What this task involves >> Update the lines starting with the line with "Check that every instance of the goat's beard" and going on through the line with "[[458, 345]]", replacing every "keypoint" with "marker" and leaving all else unchanged. Give back only those lines.

Data extract >>

* * * *

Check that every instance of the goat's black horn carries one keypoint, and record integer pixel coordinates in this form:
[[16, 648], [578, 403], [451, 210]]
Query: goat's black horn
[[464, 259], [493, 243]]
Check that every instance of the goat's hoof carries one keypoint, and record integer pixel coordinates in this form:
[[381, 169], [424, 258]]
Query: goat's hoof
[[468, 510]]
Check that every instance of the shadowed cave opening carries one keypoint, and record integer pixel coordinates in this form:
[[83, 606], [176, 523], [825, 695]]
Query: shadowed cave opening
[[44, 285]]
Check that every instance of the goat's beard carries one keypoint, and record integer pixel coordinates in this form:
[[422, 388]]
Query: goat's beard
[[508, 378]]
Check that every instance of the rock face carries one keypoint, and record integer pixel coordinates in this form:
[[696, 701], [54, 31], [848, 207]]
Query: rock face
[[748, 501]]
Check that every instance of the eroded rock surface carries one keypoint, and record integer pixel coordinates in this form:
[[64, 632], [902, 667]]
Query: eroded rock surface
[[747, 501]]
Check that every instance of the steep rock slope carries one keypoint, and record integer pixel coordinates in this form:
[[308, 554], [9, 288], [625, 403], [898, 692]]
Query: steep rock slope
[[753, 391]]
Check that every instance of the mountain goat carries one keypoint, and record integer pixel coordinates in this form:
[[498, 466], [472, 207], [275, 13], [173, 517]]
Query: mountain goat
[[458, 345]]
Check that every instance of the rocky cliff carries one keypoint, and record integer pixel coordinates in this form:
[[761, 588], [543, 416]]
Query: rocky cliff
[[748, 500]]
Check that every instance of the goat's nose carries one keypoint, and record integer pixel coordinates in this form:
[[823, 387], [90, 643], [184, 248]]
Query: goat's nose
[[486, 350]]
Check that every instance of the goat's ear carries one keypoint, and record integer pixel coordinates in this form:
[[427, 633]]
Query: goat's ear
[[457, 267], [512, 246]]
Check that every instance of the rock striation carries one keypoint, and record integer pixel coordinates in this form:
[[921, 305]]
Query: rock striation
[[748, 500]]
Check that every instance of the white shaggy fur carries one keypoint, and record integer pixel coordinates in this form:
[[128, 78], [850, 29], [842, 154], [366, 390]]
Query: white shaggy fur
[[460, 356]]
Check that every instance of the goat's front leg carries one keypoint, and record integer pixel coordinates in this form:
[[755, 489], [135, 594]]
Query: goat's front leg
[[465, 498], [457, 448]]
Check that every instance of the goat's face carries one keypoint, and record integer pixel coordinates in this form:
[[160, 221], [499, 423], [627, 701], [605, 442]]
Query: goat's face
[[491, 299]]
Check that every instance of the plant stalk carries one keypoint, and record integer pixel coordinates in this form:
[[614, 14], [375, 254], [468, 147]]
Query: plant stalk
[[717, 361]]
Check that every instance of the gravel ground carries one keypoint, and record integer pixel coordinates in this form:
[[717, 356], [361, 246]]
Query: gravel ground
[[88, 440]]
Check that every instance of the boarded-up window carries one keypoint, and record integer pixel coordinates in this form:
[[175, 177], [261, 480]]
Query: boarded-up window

* * * *

Result >>
Check that every instance of the goat's beard carries one marker, and record integer pixel coordinates in this form:
[[422, 388]]
Query: goat's beard
[[508, 378]]
Check that every instance of the rock face carries one marker, and record integer pixel coordinates in this form:
[[696, 701], [54, 31], [848, 207]]
Query: rock face
[[748, 501]]
Check that every instance of the eroded rock surface carries one marker, and record integer pixel coordinates in this form:
[[64, 632], [902, 667]]
Query: eroded rock surface
[[747, 501]]
Check that every instance of the steep rock slope carries one marker, and record integer pixel coordinates in this form:
[[308, 554], [9, 288], [625, 403], [898, 692]]
Query: steep rock slope
[[753, 391]]
Check that every instance of the mountain goat carries one marker, and record integer pixel coordinates in this form:
[[498, 466], [472, 207], [275, 13], [173, 517]]
Query: mountain goat
[[458, 345]]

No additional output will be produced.